• Your task:
The entries below hold a line with "positive clicks: (225, 62)" and a line with "62L232 66L234 63L229". Return those lines and all that lie between them, exactly and only.

[Stored data]
══════════════════════════════

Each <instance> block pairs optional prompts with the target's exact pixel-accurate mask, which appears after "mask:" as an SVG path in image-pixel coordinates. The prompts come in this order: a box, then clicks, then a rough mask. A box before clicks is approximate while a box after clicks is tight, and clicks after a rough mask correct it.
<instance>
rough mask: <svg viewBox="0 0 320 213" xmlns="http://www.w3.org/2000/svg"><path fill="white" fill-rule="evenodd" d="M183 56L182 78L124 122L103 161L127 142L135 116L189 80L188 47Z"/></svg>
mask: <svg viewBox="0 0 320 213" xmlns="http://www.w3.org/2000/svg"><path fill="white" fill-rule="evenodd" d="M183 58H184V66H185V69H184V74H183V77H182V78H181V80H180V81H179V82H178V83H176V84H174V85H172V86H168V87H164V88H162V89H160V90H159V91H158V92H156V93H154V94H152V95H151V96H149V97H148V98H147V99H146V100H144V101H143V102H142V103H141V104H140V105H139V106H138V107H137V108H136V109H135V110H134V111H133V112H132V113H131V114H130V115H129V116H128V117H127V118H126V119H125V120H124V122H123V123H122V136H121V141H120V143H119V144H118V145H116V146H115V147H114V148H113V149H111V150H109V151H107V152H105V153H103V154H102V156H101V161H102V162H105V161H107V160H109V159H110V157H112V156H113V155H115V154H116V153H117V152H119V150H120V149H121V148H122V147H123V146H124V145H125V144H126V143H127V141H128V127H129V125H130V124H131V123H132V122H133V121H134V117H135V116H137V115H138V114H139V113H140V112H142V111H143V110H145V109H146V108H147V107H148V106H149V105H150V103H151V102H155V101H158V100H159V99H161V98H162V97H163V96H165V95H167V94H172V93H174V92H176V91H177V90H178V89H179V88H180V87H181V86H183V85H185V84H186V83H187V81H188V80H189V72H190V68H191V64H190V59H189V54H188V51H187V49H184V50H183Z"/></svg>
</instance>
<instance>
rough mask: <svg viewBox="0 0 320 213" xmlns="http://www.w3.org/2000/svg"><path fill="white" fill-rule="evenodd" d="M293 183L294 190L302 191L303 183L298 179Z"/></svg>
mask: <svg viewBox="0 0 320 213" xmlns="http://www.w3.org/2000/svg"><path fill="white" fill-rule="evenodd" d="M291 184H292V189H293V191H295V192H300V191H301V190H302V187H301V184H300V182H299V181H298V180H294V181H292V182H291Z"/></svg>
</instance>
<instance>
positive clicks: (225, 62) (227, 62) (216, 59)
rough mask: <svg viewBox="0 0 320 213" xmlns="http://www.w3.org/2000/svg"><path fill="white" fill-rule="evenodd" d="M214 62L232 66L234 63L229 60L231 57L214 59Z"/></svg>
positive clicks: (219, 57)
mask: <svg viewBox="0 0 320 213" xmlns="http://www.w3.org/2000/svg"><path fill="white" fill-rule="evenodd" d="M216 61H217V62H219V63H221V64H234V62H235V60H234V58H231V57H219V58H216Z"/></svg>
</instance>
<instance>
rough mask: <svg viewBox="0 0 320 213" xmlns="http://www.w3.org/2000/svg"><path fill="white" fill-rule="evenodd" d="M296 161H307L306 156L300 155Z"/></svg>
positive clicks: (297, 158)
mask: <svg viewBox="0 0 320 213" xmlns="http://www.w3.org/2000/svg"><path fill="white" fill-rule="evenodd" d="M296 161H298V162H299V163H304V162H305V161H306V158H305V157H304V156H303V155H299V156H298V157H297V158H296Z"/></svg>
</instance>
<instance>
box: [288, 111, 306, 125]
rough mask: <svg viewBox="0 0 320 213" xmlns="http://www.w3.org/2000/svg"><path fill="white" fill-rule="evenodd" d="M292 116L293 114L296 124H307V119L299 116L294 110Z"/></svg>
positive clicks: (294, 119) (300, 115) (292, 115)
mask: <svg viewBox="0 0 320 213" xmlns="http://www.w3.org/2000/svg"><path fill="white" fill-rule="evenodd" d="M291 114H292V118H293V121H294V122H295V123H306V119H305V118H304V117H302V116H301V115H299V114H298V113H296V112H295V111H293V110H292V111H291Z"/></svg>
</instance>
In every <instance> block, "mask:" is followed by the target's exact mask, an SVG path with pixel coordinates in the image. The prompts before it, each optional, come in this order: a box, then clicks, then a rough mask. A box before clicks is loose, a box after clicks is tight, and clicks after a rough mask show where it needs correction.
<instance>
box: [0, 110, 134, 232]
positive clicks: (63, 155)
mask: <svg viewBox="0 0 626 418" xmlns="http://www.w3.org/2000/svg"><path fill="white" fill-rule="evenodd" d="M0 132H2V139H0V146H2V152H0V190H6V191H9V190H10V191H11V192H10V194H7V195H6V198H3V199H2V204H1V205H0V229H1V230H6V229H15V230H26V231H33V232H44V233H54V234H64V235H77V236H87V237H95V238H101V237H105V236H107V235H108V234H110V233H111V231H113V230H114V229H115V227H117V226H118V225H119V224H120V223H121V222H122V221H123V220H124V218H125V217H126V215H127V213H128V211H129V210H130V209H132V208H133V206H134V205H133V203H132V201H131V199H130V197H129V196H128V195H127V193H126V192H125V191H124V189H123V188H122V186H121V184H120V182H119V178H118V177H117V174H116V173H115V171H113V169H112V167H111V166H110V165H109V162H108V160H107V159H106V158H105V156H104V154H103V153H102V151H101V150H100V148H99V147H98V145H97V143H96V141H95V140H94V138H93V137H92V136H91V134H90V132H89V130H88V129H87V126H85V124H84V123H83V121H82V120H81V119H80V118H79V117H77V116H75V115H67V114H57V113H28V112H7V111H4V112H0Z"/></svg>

══════════════════════════════

• Expected answer:
positive clicks: (225, 62) (227, 62) (216, 59)
rough mask: <svg viewBox="0 0 320 213" xmlns="http://www.w3.org/2000/svg"><path fill="white" fill-rule="evenodd" d="M214 62L232 66L234 63L229 60L231 57L214 59Z"/></svg>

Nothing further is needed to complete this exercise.